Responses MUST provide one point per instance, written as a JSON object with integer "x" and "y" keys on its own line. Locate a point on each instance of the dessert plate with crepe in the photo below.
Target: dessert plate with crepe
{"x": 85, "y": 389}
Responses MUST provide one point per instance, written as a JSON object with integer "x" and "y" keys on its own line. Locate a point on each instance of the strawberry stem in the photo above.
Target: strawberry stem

* * *

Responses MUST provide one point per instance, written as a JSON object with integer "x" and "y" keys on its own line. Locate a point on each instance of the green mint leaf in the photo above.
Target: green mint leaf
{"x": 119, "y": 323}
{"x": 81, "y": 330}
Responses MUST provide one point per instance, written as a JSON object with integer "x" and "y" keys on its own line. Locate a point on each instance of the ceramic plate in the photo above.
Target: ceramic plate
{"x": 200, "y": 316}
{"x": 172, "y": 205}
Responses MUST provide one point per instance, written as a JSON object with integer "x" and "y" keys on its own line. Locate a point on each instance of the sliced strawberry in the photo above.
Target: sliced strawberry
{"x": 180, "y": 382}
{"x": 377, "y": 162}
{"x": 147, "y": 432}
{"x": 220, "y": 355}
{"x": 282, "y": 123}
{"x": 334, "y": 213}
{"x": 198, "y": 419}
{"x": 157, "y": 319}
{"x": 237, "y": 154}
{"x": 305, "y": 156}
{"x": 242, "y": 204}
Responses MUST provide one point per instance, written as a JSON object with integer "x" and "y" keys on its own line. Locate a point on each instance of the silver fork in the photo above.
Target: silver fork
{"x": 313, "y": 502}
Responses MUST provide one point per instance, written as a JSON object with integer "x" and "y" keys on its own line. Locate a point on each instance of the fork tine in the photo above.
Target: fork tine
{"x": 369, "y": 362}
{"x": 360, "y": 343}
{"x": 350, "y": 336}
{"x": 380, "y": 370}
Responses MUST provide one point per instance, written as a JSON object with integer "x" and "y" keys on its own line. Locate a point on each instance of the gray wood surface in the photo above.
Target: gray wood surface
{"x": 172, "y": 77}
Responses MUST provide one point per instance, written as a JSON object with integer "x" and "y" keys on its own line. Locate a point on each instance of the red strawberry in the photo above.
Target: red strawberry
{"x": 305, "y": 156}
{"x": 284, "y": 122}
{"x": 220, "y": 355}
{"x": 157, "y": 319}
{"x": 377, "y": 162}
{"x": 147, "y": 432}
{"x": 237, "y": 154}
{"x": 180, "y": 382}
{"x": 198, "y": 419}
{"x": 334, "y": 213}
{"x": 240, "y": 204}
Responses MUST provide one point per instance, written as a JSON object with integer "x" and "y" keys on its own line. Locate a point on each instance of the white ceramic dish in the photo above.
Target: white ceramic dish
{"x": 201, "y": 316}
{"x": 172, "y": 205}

---

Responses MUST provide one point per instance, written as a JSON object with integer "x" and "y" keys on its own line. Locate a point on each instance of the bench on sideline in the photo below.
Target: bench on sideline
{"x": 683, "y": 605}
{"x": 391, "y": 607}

What you are asked to do
Using the data above, reproduce exactly the lines from the line that contains "plate in the photo above." through the line that contains "sliced strawberry in the photo above.", including both.

Worked solution
Responses MUST provide one point per instance, written as a JSON object with integer "x" and "y" keys on its own line. Locate a point on each instance of the ceramic plate in the photo above.
Target: ceramic plate
{"x": 200, "y": 316}
{"x": 172, "y": 205}
Responses MUST provide one point per instance, written as a JSON object with integer "x" and "y" keys on its own line. Locate a point on each instance of the sliced strawberry in the photo above.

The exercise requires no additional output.